(A run of records)
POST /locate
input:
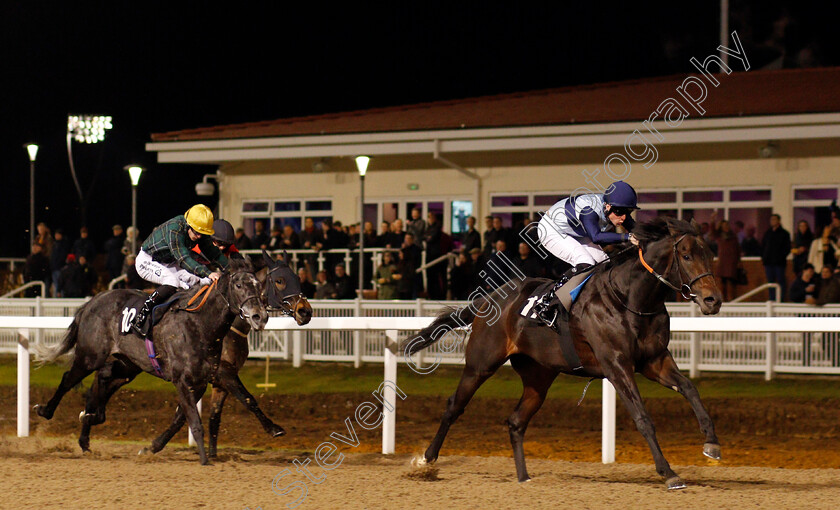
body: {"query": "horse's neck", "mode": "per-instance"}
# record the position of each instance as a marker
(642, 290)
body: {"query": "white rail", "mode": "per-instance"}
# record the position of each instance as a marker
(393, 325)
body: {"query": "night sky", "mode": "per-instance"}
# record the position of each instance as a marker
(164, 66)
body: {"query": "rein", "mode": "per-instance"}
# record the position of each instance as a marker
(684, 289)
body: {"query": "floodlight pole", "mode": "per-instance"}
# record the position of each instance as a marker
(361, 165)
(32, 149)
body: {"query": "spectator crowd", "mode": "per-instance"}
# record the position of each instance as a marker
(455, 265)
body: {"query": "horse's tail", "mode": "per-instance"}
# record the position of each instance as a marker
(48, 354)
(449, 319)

Stated exercise: Please reproduce every one of the records above word for word, leaving the pictures out.

Reply to the exercise:
POST /locate
input:
body: {"query": "horse's neck", "mode": "per-instance"}
# record the position of each instance as a marker
(642, 290)
body: {"query": "white rail", "mode": "per-instance"}
# record the position of each instance as a marker
(393, 325)
body: {"query": "night sky", "mode": "per-instance"}
# record the position of each instance as a marker
(164, 66)
body: {"query": "rein", "mode": "per-instance"}
# record the position of each instance as a marker
(684, 289)
body: {"query": "floodlight pole", "mode": "per-instance"}
# record the position of each instance as a marker
(361, 165)
(32, 149)
body: {"query": "spectator crowd", "mode": "per-instance"}
# record the position of each instance as a marker
(455, 265)
body: {"query": "horse's tail", "mode": "per-instance"}
# record the position of each instance as a marker
(48, 354)
(449, 319)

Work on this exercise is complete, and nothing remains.